Given data -
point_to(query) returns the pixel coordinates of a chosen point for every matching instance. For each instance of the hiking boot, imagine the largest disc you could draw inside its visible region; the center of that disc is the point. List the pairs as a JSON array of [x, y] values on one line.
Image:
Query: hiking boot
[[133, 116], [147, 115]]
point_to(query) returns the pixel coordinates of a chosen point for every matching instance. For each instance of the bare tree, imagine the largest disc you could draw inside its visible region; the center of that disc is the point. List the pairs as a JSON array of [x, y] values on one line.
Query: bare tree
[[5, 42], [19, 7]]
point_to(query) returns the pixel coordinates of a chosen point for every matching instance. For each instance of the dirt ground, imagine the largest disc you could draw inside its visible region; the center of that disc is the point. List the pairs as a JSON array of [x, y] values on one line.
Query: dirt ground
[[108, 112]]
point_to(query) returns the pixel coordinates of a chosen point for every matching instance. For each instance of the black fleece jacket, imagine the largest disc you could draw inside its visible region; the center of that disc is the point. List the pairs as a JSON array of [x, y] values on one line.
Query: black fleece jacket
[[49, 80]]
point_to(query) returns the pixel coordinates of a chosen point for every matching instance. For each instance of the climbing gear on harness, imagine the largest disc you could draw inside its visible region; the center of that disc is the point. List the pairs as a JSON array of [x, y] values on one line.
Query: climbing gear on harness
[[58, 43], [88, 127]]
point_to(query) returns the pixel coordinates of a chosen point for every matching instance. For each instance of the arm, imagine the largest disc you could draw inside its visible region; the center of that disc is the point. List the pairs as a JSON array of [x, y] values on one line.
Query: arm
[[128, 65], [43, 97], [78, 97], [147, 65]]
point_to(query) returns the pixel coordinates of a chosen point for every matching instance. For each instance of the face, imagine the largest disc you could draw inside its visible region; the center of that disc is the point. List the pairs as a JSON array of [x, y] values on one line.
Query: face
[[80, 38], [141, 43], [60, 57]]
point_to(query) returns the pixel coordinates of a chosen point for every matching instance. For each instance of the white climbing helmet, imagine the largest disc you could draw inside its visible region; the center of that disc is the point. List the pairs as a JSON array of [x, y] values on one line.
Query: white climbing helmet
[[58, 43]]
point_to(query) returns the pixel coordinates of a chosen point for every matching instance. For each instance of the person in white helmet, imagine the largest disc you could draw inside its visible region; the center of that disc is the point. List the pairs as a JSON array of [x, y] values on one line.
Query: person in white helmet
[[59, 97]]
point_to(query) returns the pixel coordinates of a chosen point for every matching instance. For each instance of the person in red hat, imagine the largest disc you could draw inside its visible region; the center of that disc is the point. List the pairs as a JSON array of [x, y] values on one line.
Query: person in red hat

Brief -
Copy all of the records above line for line, with no changes.

The answer -
point_to(query) returns the pixel coordinates of a chosen point for every matching instance. For each instance of the hiking boot, imagine the largest disc you could draw inside its visible region; the center of that disc is the point. List the pairs as a JSON array of [x, y] values on one line.
Image:
Query: hiking boot
[[133, 116], [147, 115]]
point_to(query) returns the pixel coordinates of a chosen point for every matching instance. For each instance of the bare tree, imagine the largest disc you could draw inside its visible region; the center of that disc is the point. List the pairs as a JSON array of [x, y] values on one line.
Query: bare tree
[[5, 42], [19, 7]]
point_to(query) returns the pixel coordinates of a chosen point for every matching instance. For each instance of the dirt ground, imagine the largest disc you could draw inside its visible region; the center of that disc is the point. List the pairs as a JSON array of [x, y] values on one line.
Query: dirt ground
[[108, 112]]
point_to(query) returns the pixel coordinates of a chosen point for every matching instance. For each instance of the black fleece jacket, imagine the largest disc you could draw inside its visible region; the center of that disc is the point. List the pairs as a JSON array of [x, y] values on one line.
Query: black fleece jacket
[[49, 80]]
point_to(query) returns the pixel coordinates of a chosen point for every matching instance. For each instance of the climbing gear on harness, imagine the largest disc you could draw inside its visible region; the center of that disc is the point. List the pairs as a JSON array of [x, y] values on one line.
Query: climbing gear on harness
[[58, 43], [88, 127]]
point_to(query) returns the pixel coordinates of a chosen point for every matching instance. For each instance of the arm, imagine the largest disc you could draw inside its visible region; the center of that disc is the point. List the pairs as a JSON array of [x, y] values on one line.
Query: arm
[[128, 65], [43, 97], [78, 97], [147, 65]]
point_to(query) returns the pixel coordinates of a chosen point for every matching instance. For each instance of the face, imagine the largest disc you could draw inside its visible region; the center of that disc is the point. List the pairs as a JSON array of [x, y] values on one line.
Query: face
[[80, 38], [141, 43], [60, 57]]
point_to(query) returns the pixel coordinates of a chosen point for every matching instance. For each instance of the white climbing helmet, imagine the largest disc you could draw inside its visible region; the center of that disc is the point. List the pairs as a JSON array of [x, y] values on one line.
Query: white climbing helmet
[[58, 43]]
point_to(query) returns the pixel coordinates of a chosen point for every matching instance. For each instance of the person in white helmet, imagine the largest disc you could draw inside its visible region; the center of that disc is the point. List the pairs as a JSON array of [x, y] values on one line.
Query: person in white helmet
[[59, 97]]
point_to(query) returns the pixel coordinates of a chosen point for every matching instance. For each instance of the person in red hat, imagine the largest disc you could draw inside its visible region; the center of that disc is the point. List the pairs as a JSON array of [x, y] values on one line.
Query: person in red hat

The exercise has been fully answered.